--- Begin INFORMATION GIVEN ---
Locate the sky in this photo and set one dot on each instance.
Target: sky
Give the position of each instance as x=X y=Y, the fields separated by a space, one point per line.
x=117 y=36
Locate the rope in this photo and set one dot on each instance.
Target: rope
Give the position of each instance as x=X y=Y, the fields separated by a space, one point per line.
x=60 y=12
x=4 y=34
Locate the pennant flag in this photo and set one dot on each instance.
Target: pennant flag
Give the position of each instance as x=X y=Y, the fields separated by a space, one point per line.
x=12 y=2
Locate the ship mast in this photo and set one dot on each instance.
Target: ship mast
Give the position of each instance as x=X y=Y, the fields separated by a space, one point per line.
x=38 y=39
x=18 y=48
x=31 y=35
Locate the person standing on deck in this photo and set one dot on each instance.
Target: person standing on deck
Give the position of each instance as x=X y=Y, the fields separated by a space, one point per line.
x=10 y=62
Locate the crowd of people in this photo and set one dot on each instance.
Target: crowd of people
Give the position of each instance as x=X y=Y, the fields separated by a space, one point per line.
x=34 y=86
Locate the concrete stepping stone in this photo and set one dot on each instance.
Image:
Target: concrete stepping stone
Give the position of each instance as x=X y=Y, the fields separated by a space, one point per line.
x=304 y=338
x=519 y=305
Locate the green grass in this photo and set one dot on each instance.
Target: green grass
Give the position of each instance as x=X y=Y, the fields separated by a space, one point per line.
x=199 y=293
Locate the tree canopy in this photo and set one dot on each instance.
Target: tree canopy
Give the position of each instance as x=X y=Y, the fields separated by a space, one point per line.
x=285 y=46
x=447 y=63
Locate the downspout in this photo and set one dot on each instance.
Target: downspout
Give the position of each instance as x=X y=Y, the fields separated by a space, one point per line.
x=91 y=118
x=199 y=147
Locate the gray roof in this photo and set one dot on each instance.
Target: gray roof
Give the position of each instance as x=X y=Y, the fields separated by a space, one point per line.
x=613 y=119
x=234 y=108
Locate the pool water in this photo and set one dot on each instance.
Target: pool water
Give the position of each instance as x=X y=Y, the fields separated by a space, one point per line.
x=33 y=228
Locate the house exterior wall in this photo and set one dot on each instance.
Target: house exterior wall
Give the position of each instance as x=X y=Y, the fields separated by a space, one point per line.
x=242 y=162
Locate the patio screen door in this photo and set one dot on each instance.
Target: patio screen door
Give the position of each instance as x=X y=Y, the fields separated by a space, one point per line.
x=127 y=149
--- End INFORMATION GIVEN ---
--- Begin INFORMATION GIVEN ---
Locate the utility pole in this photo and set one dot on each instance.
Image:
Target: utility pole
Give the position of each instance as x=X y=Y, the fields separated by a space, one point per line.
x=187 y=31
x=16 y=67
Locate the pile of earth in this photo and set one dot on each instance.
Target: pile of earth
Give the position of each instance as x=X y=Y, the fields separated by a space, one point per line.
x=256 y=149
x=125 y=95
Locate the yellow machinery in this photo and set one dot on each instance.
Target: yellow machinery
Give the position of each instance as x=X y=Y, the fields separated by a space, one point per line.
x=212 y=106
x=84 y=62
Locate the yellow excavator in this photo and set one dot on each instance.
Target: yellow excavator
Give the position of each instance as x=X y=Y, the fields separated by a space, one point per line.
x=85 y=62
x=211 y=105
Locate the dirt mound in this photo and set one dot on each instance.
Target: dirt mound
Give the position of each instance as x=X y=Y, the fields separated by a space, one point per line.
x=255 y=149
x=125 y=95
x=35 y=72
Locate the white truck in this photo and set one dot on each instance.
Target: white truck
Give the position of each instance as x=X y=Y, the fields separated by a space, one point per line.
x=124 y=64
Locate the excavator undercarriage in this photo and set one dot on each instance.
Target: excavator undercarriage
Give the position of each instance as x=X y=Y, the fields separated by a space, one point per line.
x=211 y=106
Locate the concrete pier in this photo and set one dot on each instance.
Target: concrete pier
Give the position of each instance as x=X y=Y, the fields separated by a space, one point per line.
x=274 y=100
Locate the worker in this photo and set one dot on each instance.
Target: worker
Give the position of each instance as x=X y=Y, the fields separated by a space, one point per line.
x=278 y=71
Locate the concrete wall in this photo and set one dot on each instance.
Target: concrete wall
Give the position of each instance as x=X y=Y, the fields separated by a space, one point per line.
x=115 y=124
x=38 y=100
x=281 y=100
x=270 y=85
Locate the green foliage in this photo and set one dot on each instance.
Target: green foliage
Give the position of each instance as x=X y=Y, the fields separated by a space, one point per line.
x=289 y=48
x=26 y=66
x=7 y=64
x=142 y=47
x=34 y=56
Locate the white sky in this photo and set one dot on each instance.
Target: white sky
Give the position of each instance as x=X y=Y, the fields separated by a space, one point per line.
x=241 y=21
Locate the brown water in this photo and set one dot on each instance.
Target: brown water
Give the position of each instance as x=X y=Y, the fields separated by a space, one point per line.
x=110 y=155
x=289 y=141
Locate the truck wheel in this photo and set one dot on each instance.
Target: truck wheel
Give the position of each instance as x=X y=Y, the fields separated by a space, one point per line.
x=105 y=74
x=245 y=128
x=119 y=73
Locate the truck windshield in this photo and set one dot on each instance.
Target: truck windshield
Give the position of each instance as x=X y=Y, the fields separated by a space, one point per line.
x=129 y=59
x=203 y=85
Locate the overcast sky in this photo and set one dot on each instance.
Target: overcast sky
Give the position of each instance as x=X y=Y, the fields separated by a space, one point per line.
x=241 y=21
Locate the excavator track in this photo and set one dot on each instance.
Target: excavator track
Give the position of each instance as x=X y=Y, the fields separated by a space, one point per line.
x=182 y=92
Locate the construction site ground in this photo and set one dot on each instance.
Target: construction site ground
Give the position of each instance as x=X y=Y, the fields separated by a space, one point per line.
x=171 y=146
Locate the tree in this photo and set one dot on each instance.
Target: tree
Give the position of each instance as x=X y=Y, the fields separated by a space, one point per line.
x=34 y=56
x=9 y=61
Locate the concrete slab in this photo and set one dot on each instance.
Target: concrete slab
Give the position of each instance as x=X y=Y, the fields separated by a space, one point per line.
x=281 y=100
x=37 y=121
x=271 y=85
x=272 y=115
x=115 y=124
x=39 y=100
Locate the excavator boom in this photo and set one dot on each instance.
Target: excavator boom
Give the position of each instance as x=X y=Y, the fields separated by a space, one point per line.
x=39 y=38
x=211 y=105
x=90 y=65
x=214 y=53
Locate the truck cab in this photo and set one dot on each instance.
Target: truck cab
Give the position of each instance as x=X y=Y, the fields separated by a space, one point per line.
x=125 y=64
--- End INFORMATION GIVEN ---
EXERCISE PROMPT -> Count the lines in the material above that contain the string "screen". Give only the number.

WORKED SOLUTION -> 2